● **Stated problem**
Output every entry exactly as written.

● **Data shown**
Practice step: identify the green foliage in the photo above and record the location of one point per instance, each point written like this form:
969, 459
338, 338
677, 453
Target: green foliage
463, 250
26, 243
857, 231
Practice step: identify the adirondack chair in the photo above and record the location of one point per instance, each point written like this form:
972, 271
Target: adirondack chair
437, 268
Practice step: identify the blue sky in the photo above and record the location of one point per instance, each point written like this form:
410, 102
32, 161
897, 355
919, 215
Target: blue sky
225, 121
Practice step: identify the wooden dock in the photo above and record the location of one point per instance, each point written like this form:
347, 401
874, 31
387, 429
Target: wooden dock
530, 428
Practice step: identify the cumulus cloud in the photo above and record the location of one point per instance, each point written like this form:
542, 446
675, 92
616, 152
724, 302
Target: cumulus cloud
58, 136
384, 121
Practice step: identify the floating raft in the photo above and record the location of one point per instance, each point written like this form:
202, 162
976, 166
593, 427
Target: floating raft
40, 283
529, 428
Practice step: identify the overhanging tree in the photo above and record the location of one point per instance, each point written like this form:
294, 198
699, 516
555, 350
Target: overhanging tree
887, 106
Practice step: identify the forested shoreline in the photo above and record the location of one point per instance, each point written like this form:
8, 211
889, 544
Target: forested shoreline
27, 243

● **Written answer**
Practice step: identify the green foliage in the photo above and record the location of one point per instance, each point written like this form:
969, 459
338, 338
677, 453
Target: green foliage
463, 250
26, 243
857, 231
Practice step: identify the adirondack chair in the photo above and record the location of one point per instance, each point written like this form:
972, 271
Target: adirondack chair
437, 268
Practice step: identify the blue sky in the photo above and record the location of one point per instance, each point written like this form:
410, 102
32, 161
897, 355
919, 215
Target: blue sky
225, 121
Practice step: identify the wooden dock in the photo above and record the location of one point per instance, each point written like this form:
347, 401
874, 31
387, 429
Target: wooden dock
530, 428
Practice step: identify the cumulus cloud in the photo above and record the location of one point per instance, each point written like this form:
542, 446
675, 92
616, 152
724, 302
Target: cumulus cloud
58, 136
384, 121
Practice step: identify the floating raft in the photo above and record the location of one point per instance, each point written like this form:
202, 162
976, 166
593, 427
Target: floating raft
40, 283
529, 428
Practice step: identify the overhanging tree in the photo above and record the location of one point per instance, each point written like this form:
294, 198
699, 516
555, 350
Target: overhanging tree
887, 106
Practice step: identify the forested shoreline in the photo above and record the location of one point per instance, each point written like this form:
8, 211
889, 544
Target: forested shoreline
27, 243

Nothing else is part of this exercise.